* start RECORDS PROVIDED *
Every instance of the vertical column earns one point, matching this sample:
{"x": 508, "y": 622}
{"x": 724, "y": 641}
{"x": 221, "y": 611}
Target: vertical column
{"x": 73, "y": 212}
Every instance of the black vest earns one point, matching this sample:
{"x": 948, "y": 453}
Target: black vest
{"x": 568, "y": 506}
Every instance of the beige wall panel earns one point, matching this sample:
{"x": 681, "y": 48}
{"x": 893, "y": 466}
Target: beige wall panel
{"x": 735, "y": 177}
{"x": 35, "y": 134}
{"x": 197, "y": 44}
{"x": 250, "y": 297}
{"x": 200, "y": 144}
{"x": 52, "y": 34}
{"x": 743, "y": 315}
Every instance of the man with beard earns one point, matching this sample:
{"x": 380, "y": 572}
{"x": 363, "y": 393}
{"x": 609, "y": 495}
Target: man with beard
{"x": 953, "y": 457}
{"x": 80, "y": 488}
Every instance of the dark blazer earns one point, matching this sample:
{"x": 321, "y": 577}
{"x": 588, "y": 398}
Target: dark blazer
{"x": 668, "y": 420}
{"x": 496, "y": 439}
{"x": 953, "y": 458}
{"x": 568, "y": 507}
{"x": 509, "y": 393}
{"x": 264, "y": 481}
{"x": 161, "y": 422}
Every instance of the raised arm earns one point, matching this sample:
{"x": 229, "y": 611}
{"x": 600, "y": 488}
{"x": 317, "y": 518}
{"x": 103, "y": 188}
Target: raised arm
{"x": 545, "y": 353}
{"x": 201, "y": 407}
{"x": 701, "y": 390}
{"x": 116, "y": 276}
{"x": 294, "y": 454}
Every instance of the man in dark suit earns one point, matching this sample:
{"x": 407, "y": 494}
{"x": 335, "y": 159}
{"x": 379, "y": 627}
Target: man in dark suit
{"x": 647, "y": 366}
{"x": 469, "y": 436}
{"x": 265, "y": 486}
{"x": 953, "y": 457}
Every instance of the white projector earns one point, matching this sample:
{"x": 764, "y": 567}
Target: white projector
* end RECORDS PROVIDED *
• **TASK TO CARRY OUT**: Write out the records above again, keeping each one identical to the original.

• **REPLY**:
Every instance of the vertical column earns one point, matching this sample:
{"x": 508, "y": 622}
{"x": 724, "y": 641}
{"x": 221, "y": 611}
Target: vertical column
{"x": 73, "y": 212}
Every instance of the black vest earns one point, matching this sample:
{"x": 948, "y": 453}
Target: black vest
{"x": 568, "y": 506}
Every instance of the beige wall panel earns one point, matching this sample:
{"x": 681, "y": 48}
{"x": 893, "y": 466}
Target: beige wall panel
{"x": 735, "y": 177}
{"x": 35, "y": 134}
{"x": 197, "y": 44}
{"x": 250, "y": 297}
{"x": 200, "y": 144}
{"x": 52, "y": 34}
{"x": 743, "y": 315}
Every instance of the man with beard earns one point, matching this sample:
{"x": 380, "y": 572}
{"x": 363, "y": 393}
{"x": 609, "y": 495}
Target: man with beard
{"x": 953, "y": 457}
{"x": 80, "y": 488}
Every instance of the dark blazer earns one point, matching this sample:
{"x": 321, "y": 577}
{"x": 588, "y": 398}
Target: dark blazer
{"x": 668, "y": 420}
{"x": 496, "y": 439}
{"x": 953, "y": 458}
{"x": 568, "y": 507}
{"x": 509, "y": 393}
{"x": 264, "y": 481}
{"x": 161, "y": 422}
Every instance of the raised arm earns one point, matching this sample:
{"x": 229, "y": 611}
{"x": 600, "y": 488}
{"x": 317, "y": 518}
{"x": 103, "y": 188}
Target: raised arm
{"x": 545, "y": 353}
{"x": 201, "y": 407}
{"x": 701, "y": 390}
{"x": 116, "y": 276}
{"x": 294, "y": 454}
Every instance of the man in dark suit earns one point, matching this sample:
{"x": 407, "y": 494}
{"x": 335, "y": 159}
{"x": 379, "y": 627}
Target: man in dark suit
{"x": 647, "y": 366}
{"x": 469, "y": 436}
{"x": 265, "y": 486}
{"x": 953, "y": 457}
Every instance of the white projector earns one point, matching this sample:
{"x": 764, "y": 567}
Target: white projector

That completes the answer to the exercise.